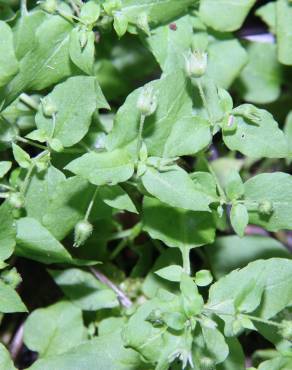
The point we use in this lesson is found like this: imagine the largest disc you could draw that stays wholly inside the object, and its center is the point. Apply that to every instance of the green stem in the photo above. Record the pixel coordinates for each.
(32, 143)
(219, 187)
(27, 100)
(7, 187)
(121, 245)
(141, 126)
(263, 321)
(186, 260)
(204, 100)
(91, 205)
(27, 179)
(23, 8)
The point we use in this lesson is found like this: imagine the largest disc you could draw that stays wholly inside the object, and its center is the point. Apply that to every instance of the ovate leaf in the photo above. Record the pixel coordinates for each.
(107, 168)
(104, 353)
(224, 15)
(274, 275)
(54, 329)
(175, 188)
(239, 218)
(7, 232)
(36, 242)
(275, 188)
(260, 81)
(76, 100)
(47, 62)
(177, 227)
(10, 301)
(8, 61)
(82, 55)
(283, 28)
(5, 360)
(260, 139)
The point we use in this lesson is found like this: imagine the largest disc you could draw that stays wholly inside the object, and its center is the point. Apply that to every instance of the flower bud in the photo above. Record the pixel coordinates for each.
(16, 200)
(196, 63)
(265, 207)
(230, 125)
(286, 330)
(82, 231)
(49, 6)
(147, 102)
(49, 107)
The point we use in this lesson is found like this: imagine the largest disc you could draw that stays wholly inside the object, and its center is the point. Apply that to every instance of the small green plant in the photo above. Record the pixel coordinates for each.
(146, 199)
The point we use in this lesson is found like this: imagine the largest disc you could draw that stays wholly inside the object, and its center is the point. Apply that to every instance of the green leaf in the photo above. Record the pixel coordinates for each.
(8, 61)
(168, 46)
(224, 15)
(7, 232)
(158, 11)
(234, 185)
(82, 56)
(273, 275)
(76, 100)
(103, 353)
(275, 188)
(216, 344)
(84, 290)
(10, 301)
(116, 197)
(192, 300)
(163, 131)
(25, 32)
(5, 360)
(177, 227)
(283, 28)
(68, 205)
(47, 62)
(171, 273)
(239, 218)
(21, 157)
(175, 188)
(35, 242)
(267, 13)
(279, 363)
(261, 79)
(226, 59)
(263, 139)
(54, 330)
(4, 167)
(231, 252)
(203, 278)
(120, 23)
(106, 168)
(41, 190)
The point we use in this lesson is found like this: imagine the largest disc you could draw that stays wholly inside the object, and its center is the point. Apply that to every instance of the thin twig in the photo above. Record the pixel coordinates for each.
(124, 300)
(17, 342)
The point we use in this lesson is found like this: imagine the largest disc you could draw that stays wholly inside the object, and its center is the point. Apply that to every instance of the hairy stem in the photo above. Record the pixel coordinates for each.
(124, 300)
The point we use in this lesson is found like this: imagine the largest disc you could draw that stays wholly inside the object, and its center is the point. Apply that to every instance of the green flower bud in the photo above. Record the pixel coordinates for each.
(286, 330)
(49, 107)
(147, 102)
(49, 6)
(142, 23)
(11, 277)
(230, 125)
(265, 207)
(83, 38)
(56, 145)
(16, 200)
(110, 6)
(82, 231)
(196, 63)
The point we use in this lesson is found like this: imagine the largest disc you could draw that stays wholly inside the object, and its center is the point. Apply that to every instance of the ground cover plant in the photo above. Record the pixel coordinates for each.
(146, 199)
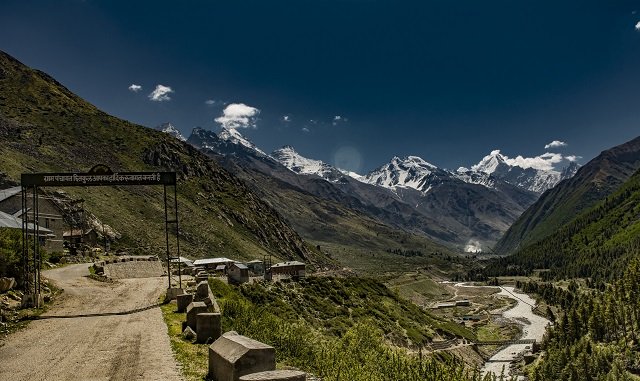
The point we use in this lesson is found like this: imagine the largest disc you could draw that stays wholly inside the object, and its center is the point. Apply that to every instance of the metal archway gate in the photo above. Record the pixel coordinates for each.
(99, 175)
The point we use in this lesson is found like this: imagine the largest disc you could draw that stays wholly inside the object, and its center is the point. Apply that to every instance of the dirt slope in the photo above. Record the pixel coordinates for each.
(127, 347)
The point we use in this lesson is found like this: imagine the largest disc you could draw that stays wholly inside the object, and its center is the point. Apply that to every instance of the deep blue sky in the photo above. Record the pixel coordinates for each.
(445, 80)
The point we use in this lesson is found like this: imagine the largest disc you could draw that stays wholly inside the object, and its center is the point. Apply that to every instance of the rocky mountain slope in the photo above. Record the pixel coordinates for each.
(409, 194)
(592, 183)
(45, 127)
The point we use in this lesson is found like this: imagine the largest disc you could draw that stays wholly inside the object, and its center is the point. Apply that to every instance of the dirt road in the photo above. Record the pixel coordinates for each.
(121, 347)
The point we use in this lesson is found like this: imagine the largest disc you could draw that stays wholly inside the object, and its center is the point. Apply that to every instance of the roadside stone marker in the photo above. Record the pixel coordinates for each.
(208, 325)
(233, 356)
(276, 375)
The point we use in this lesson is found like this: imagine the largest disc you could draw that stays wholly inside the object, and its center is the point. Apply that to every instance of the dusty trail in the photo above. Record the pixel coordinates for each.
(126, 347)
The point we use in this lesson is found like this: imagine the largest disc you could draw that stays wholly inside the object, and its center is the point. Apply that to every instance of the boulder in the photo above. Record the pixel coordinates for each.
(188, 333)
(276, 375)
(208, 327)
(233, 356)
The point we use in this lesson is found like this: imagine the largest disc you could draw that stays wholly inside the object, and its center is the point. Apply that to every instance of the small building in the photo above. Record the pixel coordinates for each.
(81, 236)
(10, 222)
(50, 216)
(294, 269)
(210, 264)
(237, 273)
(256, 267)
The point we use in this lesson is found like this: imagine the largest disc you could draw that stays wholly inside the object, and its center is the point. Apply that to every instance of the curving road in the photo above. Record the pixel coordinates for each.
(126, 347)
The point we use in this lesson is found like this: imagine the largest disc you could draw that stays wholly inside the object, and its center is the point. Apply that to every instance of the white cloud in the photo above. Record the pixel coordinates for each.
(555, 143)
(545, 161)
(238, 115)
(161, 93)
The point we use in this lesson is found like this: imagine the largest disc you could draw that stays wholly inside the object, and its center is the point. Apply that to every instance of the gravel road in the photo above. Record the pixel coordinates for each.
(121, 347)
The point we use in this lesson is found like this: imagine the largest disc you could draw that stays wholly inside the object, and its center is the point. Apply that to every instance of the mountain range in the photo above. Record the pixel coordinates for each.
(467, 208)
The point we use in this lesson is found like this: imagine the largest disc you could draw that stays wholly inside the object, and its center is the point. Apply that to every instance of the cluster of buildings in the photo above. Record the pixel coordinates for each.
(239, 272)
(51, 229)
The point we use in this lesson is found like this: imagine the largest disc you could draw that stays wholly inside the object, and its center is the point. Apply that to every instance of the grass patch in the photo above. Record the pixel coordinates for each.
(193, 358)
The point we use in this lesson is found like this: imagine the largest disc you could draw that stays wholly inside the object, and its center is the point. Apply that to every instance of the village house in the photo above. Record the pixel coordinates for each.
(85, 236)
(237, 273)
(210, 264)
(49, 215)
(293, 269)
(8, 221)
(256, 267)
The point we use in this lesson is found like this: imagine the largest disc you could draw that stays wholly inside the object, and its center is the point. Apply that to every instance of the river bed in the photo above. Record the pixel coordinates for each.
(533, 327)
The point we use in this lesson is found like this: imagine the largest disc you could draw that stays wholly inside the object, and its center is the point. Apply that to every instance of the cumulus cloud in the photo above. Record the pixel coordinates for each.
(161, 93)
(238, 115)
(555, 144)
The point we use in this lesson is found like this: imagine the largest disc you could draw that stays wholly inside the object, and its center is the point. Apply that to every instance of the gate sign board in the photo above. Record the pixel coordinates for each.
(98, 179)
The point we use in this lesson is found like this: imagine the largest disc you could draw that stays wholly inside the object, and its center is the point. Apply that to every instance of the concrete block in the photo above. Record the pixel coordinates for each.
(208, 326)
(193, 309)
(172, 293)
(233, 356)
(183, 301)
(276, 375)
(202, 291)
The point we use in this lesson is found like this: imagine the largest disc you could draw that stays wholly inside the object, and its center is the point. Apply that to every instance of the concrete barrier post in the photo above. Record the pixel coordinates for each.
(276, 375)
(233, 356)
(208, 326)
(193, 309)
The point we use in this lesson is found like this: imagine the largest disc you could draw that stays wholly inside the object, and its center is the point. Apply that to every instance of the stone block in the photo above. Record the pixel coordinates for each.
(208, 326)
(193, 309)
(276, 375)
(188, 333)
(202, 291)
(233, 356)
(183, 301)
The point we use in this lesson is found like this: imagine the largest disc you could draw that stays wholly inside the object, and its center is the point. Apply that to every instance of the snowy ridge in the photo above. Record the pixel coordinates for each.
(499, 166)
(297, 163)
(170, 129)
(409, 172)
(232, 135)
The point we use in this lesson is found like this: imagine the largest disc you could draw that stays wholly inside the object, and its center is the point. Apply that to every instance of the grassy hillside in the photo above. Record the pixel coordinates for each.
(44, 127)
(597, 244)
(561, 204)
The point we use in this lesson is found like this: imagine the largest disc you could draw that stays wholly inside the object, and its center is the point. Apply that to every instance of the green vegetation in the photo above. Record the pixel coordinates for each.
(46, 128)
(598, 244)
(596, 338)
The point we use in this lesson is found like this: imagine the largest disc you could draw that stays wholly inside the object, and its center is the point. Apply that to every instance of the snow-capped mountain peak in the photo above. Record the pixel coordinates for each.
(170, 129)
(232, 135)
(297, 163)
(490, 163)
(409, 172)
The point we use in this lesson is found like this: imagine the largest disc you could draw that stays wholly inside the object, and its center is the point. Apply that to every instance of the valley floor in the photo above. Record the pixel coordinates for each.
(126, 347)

#####

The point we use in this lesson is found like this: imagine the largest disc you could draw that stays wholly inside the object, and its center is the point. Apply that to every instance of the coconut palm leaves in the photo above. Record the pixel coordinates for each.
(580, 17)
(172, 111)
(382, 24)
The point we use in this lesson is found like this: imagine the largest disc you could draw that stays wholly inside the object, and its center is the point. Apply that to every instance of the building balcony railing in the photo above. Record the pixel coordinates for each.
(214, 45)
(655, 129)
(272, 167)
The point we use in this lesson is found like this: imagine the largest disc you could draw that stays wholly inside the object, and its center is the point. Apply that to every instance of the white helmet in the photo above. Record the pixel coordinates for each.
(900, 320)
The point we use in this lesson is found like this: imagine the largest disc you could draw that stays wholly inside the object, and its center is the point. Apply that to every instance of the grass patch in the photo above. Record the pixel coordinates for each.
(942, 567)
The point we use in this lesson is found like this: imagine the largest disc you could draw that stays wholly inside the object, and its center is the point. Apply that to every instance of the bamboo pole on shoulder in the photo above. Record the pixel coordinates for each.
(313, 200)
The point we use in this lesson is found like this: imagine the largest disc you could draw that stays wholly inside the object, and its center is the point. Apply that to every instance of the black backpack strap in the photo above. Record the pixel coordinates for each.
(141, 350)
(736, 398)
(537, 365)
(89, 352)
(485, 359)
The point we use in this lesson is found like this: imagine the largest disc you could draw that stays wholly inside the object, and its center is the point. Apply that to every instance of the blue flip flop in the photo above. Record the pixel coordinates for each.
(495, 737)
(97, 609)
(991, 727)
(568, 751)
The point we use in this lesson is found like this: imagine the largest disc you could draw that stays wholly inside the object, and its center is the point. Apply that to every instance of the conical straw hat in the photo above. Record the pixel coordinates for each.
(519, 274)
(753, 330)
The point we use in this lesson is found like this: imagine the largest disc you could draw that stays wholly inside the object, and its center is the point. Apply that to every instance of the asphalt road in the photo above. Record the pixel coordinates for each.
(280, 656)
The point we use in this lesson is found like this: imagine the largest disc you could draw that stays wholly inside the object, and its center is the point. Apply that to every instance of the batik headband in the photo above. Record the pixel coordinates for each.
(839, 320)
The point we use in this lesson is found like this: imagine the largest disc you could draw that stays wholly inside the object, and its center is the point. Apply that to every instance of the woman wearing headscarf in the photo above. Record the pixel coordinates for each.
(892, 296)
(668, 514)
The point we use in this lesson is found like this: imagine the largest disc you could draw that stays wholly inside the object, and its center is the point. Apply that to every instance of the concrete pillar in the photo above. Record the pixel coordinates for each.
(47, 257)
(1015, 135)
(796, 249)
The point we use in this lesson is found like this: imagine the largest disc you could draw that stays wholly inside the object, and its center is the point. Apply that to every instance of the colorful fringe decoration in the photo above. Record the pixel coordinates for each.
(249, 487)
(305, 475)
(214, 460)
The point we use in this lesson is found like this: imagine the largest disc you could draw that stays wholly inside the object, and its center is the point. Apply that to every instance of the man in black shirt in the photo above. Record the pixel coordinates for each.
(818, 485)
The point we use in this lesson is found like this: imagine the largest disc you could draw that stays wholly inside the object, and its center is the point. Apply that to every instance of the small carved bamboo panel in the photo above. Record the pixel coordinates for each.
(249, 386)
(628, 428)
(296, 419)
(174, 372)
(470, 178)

#####

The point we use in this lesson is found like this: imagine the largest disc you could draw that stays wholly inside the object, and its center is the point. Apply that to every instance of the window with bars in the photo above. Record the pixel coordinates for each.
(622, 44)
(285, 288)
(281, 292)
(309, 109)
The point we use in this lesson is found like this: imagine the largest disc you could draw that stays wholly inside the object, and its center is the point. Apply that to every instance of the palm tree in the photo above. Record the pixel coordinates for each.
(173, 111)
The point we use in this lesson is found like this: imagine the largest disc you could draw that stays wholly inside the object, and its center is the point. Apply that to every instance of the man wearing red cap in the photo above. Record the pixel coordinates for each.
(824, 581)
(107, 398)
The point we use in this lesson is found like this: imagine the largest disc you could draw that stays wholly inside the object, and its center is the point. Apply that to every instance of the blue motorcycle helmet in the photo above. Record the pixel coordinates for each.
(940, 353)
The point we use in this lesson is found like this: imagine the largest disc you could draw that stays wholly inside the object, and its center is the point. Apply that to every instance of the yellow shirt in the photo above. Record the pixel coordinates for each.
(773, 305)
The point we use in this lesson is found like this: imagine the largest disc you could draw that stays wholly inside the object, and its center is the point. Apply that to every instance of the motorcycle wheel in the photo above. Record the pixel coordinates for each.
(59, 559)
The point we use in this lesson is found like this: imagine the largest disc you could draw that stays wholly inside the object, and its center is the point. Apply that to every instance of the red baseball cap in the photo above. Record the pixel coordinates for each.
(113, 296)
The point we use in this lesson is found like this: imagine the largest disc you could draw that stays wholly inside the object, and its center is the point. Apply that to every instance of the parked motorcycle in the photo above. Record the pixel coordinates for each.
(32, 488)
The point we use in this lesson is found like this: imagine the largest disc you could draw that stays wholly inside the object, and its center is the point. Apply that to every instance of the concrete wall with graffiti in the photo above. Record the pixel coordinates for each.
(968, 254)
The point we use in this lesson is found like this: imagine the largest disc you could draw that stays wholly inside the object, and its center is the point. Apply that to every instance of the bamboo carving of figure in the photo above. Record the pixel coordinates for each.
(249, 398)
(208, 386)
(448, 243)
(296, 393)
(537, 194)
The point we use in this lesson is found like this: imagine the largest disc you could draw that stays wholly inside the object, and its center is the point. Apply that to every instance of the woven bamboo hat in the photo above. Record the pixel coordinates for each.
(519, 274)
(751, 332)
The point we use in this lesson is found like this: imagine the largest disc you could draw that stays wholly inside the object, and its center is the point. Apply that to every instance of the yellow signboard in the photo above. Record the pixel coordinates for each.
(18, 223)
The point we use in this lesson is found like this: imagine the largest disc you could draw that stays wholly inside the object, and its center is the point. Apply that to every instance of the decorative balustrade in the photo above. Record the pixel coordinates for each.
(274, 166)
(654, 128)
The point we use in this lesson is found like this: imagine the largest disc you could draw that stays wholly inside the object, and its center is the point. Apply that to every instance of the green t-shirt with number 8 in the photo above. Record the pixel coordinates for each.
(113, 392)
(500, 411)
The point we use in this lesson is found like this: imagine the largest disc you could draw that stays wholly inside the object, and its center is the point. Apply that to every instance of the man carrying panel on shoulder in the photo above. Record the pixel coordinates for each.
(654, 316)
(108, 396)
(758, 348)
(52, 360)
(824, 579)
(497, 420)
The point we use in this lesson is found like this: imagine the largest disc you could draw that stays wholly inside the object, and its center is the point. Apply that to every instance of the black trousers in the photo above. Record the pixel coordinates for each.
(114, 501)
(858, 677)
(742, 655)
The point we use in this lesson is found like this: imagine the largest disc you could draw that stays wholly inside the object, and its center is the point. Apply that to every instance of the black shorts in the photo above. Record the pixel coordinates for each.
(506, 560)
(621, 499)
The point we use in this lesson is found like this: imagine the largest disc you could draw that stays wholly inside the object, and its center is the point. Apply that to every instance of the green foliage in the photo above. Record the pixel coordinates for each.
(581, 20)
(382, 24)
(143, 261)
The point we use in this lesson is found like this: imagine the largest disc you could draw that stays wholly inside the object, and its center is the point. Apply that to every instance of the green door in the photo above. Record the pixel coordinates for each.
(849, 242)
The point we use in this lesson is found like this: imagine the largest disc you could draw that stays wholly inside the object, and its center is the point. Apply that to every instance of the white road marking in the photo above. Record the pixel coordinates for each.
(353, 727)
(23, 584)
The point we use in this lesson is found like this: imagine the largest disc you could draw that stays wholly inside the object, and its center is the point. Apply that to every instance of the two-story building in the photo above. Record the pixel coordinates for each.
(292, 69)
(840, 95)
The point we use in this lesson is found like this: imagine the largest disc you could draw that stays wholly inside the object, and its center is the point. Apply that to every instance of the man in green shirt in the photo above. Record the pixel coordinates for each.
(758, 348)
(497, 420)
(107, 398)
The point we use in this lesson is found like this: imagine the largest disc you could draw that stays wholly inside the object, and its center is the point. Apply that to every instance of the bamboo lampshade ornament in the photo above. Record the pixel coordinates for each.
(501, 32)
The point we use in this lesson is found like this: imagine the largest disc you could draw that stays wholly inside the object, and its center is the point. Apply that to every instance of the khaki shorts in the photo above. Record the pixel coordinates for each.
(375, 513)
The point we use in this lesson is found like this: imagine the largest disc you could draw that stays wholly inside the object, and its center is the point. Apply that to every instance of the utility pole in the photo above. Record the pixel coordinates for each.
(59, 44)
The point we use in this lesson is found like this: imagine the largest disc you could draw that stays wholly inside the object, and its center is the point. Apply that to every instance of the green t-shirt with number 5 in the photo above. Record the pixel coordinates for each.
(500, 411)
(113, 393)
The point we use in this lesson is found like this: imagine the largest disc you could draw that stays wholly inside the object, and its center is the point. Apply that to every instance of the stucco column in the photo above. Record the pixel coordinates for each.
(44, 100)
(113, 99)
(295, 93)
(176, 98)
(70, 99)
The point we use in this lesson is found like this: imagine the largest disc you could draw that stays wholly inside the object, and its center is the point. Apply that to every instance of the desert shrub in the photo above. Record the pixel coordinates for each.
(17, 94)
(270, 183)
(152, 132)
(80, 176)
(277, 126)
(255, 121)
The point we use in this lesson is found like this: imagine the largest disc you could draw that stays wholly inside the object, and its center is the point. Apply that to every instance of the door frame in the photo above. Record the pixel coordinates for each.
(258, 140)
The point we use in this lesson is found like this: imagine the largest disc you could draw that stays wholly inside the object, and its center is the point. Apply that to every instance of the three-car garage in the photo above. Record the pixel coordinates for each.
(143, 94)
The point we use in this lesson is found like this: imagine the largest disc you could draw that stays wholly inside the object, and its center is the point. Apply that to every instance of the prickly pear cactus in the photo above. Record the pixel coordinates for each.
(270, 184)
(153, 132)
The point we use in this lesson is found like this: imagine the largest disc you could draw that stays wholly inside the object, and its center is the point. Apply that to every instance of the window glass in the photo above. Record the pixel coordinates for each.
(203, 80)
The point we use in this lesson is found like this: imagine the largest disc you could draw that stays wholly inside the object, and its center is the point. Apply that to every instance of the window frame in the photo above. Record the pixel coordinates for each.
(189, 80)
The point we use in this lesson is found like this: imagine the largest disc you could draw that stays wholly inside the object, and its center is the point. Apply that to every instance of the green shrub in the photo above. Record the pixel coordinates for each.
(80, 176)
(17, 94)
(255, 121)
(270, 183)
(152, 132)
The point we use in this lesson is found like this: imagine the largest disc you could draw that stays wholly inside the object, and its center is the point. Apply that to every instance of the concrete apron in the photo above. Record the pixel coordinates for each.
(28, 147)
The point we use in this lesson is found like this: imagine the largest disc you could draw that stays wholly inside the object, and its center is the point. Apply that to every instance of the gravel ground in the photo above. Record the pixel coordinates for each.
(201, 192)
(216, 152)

#####

■ To be done
Count the lines in the data above that contain the string "blue", with case counting. Reply with the number only.

■ Task solution
3